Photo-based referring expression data

++++++++++

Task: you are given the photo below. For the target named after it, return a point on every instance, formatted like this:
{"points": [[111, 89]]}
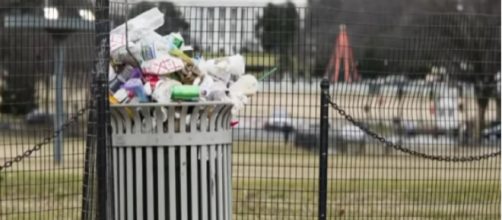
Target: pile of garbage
{"points": [[147, 67]]}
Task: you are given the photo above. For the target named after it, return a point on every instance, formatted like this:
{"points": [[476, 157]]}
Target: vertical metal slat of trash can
{"points": [[116, 180], [230, 185], [149, 184], [227, 160], [139, 183], [183, 182], [161, 183], [171, 165], [172, 182], [212, 181], [219, 182], [225, 181], [130, 184], [207, 182], [139, 161], [161, 194], [203, 182], [194, 183], [193, 166], [121, 184], [183, 167]]}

++++++++++

TASK REQUIREMENTS: Return every entry above exactly. Pictures stay out.

FINAL ANSWER:
Task: you are given the photo below. For the target named after it, return a point on every instance, formatted like this:
{"points": [[111, 89]]}
Target: pile of garbage
{"points": [[147, 67]]}
Task: you are given the photo above. For the target named after it, return a point on every instance, formatted like this:
{"points": [[476, 157]]}
Target: vertical metal slat of trash can
{"points": [[116, 180], [230, 185], [149, 184], [227, 160], [139, 183], [183, 182], [161, 183], [171, 165], [172, 182], [212, 181], [219, 182], [225, 181], [130, 184], [207, 182], [139, 161], [161, 194], [203, 182], [194, 183], [193, 166], [121, 184], [183, 167]]}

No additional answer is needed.